## [Named object pointing entries]
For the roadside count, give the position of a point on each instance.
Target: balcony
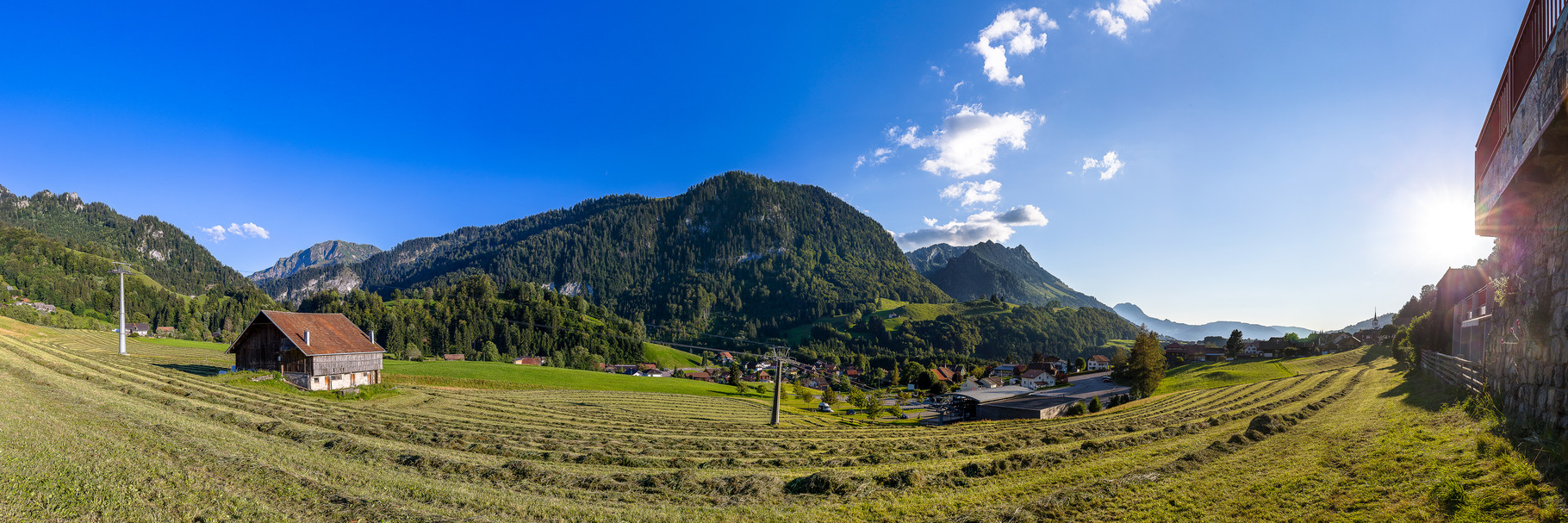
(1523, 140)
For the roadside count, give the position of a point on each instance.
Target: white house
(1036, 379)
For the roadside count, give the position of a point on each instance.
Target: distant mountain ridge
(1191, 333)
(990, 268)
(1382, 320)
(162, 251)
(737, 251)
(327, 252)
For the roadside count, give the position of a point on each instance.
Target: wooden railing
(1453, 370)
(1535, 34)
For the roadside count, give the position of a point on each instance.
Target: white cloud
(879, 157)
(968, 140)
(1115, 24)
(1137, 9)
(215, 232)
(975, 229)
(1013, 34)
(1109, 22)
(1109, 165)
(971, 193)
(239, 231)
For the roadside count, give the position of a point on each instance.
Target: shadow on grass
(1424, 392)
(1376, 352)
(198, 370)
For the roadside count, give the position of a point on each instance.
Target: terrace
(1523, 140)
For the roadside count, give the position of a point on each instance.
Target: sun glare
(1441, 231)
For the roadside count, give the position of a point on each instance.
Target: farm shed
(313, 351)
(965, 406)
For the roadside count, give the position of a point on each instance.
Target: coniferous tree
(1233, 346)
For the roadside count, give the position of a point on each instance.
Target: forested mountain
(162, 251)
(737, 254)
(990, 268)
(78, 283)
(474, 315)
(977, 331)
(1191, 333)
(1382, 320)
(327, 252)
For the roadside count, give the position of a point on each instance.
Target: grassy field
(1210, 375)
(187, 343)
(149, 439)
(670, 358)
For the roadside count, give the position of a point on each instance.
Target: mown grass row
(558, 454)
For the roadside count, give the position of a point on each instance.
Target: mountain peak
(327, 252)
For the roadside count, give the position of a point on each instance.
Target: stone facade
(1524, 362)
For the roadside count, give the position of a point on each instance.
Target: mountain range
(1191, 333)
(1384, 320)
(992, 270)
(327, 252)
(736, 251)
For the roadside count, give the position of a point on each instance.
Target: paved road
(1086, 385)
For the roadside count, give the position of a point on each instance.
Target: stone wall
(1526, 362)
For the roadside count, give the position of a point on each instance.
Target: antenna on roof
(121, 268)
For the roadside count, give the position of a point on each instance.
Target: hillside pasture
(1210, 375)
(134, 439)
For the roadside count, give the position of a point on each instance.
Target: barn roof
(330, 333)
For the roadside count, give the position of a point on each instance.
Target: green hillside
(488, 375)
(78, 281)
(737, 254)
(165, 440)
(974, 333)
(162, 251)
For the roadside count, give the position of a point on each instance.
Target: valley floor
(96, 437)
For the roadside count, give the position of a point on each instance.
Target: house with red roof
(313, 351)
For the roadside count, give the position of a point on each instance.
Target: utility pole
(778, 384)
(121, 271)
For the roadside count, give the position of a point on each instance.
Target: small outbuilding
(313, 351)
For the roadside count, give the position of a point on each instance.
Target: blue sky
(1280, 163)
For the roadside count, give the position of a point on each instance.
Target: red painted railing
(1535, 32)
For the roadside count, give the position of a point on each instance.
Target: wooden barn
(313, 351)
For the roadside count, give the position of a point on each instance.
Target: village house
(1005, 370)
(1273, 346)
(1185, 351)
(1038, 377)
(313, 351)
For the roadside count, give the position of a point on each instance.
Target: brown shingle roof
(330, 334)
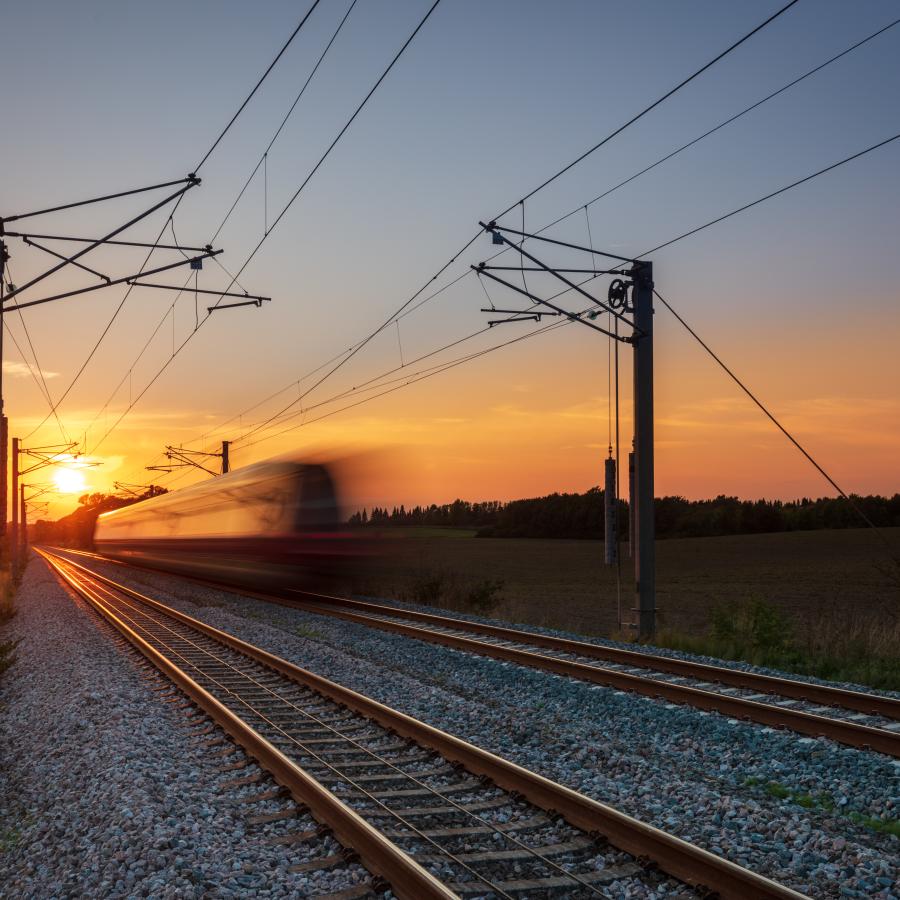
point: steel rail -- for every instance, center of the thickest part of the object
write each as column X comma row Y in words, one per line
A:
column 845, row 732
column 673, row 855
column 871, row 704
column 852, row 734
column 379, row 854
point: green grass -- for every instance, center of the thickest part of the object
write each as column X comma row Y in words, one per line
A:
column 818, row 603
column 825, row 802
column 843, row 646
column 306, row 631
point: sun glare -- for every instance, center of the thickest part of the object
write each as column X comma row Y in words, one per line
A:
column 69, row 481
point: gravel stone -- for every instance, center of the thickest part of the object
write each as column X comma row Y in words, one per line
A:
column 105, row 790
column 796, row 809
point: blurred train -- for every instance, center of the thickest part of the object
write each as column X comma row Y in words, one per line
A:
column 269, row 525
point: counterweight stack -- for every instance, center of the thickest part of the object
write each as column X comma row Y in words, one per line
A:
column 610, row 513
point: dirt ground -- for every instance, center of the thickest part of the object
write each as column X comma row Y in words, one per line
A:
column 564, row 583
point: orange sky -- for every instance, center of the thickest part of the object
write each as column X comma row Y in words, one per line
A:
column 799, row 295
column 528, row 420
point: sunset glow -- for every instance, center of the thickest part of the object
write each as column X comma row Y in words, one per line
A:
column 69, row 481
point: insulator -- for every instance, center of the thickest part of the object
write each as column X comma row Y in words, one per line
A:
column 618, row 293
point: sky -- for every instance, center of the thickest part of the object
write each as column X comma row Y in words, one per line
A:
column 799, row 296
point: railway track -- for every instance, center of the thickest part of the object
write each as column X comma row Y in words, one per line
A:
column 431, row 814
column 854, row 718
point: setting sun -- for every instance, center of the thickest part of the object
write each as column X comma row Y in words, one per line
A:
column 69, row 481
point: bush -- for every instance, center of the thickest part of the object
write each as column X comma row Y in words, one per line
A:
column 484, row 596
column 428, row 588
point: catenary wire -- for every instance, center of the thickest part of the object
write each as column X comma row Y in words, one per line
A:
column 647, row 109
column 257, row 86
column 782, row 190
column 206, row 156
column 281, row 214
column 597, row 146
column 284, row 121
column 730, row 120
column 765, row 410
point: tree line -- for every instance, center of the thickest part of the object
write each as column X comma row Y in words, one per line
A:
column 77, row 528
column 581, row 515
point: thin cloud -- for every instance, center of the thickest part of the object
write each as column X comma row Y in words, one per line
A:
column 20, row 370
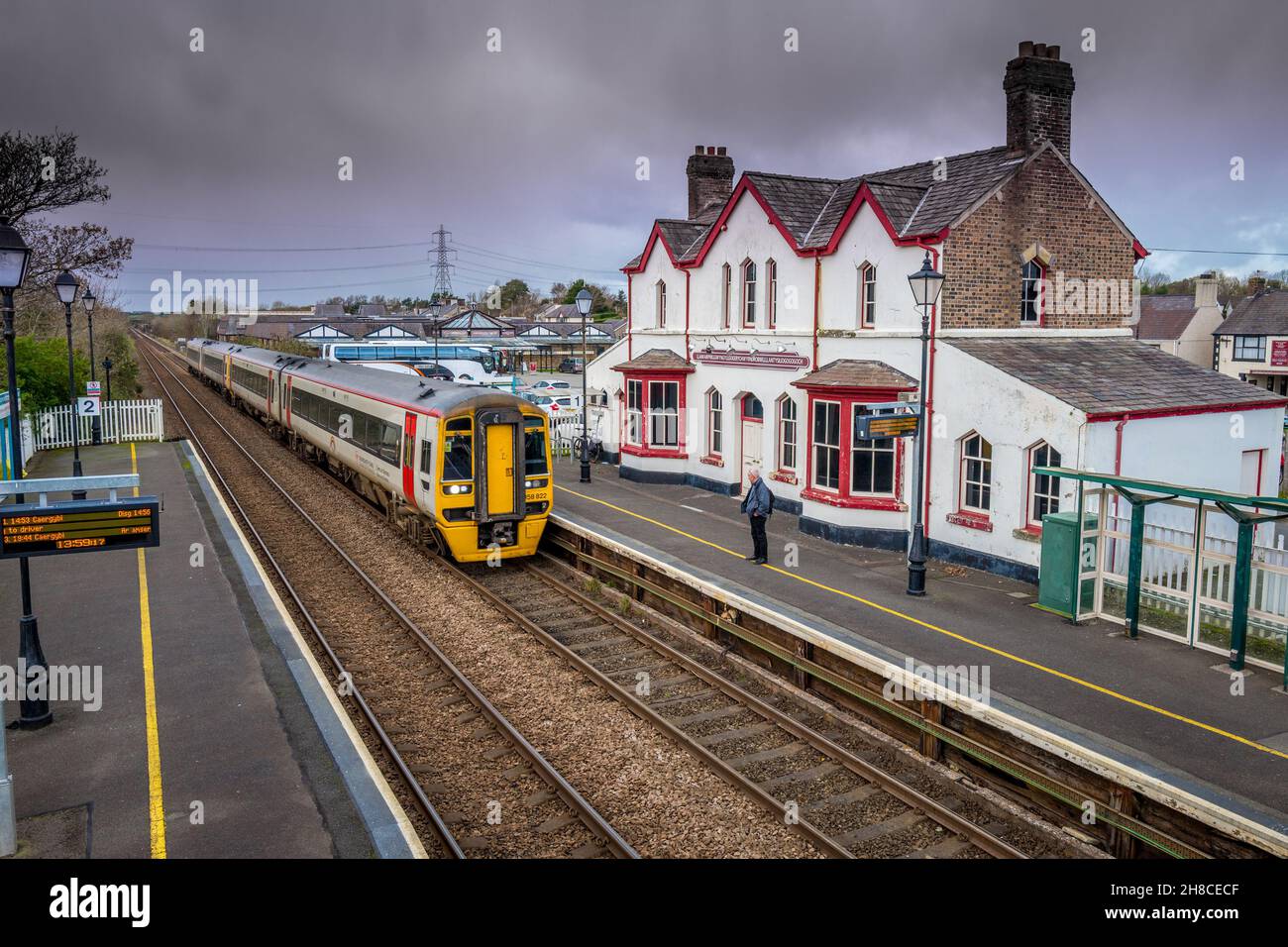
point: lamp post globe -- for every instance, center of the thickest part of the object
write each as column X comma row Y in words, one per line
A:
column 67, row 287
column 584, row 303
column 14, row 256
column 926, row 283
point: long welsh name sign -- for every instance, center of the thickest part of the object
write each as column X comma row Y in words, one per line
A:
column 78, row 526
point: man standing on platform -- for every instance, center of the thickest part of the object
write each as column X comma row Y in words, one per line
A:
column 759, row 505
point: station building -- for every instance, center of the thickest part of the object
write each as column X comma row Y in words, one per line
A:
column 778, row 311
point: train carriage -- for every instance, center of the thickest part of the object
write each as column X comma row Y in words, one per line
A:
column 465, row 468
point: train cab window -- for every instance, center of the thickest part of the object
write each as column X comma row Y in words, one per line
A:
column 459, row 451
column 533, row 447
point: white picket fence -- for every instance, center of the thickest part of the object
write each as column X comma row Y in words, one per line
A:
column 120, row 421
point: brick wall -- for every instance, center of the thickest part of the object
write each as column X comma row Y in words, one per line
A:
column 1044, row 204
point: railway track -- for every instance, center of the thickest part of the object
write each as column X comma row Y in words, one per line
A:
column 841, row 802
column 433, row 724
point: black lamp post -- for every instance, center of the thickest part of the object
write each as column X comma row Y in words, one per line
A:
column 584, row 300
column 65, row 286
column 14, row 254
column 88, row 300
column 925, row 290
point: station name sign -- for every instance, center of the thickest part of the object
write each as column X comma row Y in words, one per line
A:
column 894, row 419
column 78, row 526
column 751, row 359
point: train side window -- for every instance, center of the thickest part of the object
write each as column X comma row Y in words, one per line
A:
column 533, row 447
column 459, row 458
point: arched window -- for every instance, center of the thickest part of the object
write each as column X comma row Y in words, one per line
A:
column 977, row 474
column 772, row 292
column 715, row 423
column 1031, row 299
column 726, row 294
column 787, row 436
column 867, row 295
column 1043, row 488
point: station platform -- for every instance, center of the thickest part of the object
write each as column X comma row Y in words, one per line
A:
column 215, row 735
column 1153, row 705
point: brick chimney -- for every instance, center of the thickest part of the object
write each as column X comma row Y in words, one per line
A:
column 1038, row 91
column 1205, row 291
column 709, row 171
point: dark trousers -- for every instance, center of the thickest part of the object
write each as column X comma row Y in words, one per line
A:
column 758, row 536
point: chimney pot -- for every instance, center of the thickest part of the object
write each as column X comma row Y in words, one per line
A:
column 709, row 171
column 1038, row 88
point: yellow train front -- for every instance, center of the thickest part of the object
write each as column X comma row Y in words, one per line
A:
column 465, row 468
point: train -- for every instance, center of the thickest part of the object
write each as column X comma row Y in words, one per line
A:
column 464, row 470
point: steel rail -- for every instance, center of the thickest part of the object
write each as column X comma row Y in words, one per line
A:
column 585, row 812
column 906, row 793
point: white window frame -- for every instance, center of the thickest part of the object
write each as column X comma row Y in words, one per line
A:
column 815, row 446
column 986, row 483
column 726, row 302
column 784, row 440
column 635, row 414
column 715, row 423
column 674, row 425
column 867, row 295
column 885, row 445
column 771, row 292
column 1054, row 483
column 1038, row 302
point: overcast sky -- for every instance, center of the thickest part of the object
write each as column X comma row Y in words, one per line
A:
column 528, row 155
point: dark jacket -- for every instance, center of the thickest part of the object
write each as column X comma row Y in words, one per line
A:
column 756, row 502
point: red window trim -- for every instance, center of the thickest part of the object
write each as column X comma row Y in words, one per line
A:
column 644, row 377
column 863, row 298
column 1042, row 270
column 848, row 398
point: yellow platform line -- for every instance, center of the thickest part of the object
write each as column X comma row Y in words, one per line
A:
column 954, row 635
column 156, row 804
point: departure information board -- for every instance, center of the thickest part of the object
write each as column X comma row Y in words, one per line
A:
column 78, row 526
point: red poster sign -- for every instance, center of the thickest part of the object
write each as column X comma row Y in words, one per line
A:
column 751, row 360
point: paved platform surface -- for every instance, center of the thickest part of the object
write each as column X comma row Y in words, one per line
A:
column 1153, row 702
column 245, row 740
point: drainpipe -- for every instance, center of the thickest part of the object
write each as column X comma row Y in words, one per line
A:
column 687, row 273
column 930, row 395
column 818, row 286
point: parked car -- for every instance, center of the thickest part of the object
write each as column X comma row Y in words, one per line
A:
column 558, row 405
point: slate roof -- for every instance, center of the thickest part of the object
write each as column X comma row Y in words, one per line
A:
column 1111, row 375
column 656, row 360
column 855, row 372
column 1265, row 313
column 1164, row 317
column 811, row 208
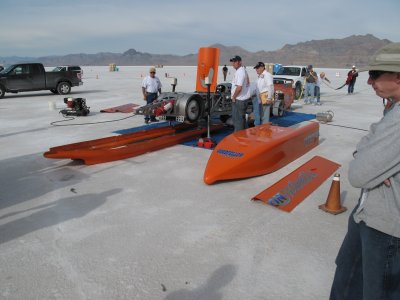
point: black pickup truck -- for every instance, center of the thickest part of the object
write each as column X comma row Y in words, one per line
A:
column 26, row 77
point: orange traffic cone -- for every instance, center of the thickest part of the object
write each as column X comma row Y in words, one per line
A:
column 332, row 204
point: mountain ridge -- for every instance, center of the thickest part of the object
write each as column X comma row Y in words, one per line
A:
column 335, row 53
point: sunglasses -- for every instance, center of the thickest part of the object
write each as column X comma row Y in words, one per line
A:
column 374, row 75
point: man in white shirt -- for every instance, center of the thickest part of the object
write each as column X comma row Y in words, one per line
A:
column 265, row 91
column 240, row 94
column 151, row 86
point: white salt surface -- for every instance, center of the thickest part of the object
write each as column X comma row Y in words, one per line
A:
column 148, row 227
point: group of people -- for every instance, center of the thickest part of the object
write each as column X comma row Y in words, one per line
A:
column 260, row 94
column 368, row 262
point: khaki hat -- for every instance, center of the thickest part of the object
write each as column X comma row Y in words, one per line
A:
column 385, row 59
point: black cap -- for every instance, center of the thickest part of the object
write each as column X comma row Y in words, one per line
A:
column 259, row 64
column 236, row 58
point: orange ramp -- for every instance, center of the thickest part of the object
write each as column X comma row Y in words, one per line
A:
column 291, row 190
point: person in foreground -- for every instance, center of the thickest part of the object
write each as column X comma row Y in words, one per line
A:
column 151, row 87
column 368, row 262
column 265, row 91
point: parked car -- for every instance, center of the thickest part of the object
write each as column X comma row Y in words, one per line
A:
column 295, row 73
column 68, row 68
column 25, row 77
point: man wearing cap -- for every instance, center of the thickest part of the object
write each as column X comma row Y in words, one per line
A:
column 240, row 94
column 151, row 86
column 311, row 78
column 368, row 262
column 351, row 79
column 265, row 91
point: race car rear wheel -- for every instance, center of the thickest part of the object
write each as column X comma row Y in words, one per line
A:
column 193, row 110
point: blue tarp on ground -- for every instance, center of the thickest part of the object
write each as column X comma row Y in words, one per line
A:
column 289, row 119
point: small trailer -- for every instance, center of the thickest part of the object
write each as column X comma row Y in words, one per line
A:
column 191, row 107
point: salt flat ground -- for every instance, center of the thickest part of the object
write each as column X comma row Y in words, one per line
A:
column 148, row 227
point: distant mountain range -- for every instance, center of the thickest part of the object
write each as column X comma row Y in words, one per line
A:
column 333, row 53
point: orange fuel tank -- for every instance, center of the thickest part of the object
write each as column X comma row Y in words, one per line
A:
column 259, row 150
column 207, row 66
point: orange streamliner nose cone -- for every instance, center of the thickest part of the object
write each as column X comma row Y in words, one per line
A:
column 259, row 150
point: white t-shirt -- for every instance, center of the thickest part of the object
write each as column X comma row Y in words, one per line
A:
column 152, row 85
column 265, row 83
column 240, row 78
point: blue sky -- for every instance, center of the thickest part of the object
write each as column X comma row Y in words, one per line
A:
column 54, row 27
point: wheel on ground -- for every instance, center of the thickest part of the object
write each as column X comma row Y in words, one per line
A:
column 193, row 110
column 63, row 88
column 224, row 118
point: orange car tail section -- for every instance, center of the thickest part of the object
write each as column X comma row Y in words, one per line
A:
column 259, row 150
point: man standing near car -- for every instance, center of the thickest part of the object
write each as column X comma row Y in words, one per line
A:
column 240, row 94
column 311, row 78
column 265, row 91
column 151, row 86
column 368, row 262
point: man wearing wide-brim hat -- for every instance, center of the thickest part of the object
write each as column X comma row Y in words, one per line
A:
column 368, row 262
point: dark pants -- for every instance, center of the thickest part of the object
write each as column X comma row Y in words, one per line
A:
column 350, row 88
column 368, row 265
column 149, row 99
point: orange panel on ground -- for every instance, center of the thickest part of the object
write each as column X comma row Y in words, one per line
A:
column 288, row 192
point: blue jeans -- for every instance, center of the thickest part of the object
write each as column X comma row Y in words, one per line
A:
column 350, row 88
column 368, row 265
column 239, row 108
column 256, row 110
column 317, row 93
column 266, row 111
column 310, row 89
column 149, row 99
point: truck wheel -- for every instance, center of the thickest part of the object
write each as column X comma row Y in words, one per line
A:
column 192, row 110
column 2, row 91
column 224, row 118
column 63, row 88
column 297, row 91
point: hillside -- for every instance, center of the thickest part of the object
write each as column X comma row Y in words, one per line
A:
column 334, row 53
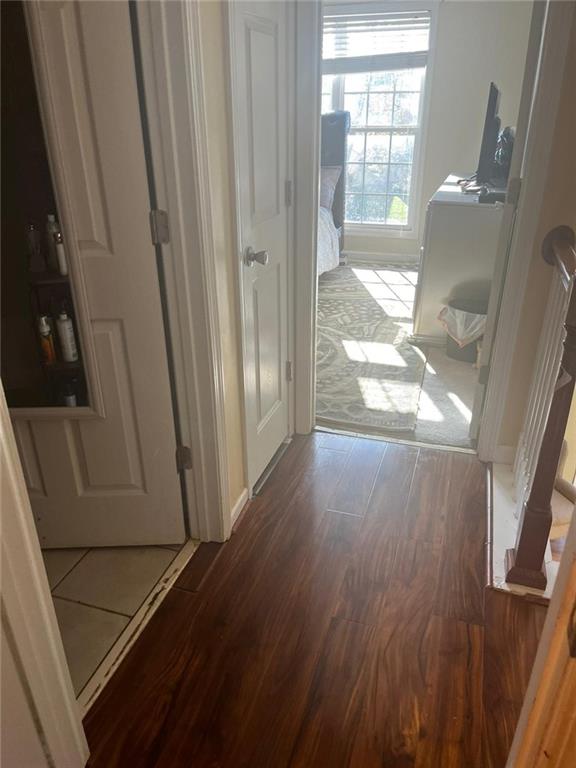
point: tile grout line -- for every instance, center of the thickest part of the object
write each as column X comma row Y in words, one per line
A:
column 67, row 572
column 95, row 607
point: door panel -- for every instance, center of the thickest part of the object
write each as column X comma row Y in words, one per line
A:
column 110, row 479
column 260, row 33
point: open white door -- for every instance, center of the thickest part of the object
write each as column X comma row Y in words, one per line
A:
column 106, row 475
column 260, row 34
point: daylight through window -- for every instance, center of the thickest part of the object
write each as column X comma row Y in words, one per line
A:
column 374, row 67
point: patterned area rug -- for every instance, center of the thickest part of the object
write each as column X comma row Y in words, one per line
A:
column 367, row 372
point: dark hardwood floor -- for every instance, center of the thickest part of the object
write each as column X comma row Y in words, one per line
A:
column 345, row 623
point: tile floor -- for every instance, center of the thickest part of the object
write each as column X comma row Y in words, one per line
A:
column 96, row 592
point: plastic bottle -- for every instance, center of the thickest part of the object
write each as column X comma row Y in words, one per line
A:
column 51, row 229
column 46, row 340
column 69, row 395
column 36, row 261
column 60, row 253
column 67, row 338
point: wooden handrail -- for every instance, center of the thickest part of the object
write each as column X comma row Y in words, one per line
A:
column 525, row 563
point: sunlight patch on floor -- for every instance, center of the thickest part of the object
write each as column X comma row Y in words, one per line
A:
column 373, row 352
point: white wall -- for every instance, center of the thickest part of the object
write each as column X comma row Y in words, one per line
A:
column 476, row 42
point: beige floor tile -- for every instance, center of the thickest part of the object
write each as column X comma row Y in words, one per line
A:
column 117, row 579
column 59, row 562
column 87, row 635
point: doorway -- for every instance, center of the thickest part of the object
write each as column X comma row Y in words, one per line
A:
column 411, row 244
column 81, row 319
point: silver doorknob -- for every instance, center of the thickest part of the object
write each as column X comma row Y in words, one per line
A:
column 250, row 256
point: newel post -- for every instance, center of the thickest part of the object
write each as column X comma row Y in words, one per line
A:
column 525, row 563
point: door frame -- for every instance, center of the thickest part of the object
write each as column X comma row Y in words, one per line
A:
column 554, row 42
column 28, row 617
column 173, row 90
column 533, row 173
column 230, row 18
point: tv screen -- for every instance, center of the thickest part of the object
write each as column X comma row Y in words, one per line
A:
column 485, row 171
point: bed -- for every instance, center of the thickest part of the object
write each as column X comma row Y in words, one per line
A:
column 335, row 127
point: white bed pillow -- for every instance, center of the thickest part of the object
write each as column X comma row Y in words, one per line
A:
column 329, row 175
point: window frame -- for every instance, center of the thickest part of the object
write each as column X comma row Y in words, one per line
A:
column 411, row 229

## [EXERCISE BRIEF]
Copy the records above verbatim, the stretch from the line containing "point: lamp post" through the line containing "column 926, row 283", both lines included.

## [CORRECT RESULT]
point: lamp post globe -- for every instance, center of the thickest part of the object
write each as column X comma row Y in words, one per line
A:
column 67, row 287
column 584, row 303
column 14, row 256
column 926, row 283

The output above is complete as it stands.